_Исходный текст_:
============================================================
Подлинный век критики»: становление научной дисциплины в XVIII в. Спор о Лаокооне
В новое время свое начало философская критика берёт от рационалистических идей Р. Декарта с его «Рассуждением о методе» (1637), который само существование человека выводил из его способности к мышлению. На немецкой почве несколько иные подходы сформулировал идеалист Г.В. Лейбниц. Вослед Х. Вольфу и А.Г. Баумгартену с философов брали пример и мыслители, занимавшиеся практическими эстетическими изысканиями.
В середине XVIII в. в Западной Европе сложилась весьма любопытная культурная ситуация. На интенсивное развитие классической философии и широкое распространение идей Просвещения накладывалась резкая смена эстетической парадигмы барокко на художественную программу классицизма. Изучение образцов древнегреческого и римского искусства вызвало небывалый всплеск в развитии эстетических идей. В этот период прошла содержательная и продуктивная полемика немецких мыслителей о глобальных вопросах прекрасного, давшая толчок окончательному становлению литературной критики как научной дисциплины. Эта дискуссия вошла в историю искусства как спор о Лаокооне.
============================================================
_Записанные сведения_:
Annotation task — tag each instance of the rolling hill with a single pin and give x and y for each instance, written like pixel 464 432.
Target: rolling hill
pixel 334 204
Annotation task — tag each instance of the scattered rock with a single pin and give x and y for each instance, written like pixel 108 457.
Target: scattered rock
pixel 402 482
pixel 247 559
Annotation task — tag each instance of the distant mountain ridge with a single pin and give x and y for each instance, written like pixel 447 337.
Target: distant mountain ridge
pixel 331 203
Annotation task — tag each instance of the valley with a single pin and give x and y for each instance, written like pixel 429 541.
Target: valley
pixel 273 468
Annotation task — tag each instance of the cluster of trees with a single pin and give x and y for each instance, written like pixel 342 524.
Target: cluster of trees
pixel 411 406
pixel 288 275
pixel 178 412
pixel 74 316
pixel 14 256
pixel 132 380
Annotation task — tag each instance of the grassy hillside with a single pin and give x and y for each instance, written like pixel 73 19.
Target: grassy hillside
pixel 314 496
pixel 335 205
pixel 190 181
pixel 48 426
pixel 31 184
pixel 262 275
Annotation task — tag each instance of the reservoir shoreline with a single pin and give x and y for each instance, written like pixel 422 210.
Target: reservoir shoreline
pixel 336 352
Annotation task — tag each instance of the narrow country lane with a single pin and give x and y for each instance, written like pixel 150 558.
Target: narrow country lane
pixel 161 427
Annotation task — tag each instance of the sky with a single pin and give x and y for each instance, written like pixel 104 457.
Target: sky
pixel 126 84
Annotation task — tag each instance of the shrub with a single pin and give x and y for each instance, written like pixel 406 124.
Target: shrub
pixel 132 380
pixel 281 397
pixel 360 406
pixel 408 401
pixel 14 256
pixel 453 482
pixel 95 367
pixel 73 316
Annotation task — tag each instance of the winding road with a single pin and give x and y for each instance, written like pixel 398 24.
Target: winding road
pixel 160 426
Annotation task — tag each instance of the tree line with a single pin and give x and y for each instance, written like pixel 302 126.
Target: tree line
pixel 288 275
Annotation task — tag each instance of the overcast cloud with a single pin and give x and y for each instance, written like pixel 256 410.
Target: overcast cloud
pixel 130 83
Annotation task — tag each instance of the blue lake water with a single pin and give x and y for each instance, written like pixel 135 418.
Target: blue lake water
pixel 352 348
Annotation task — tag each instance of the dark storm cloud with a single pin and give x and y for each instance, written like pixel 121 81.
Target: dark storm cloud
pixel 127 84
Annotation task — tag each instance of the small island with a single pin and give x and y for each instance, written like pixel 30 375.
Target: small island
============================================================
_Задача_: Перепишите из текста о споре о Лаокооне отрывок от «В середине XVIII» до «спор о Лаокооне.» включительно.

_Решение задачи_:
В середине XVIII в. в Западной Европе сложилась весьма любопытная культурная ситуация. На интенсивное развитие классической философии и широкое распространение идей Просвещения накладывалась резкая смена эстетической парадигмы барокко на художественную программу классицизма. Изучение образцов древнегреческого и римского искусства вызвало небывалый всплеск в развитии эстетических идей. В этот период прошла содержательная и продуктивная полемика немецких мыслителей о глобальных вопросах прекрасного, давшая толчок окончательному становлению литературной критики как научной дисциплины. Эта дискуссия вошла в историю искусства как спор о Лаокооне.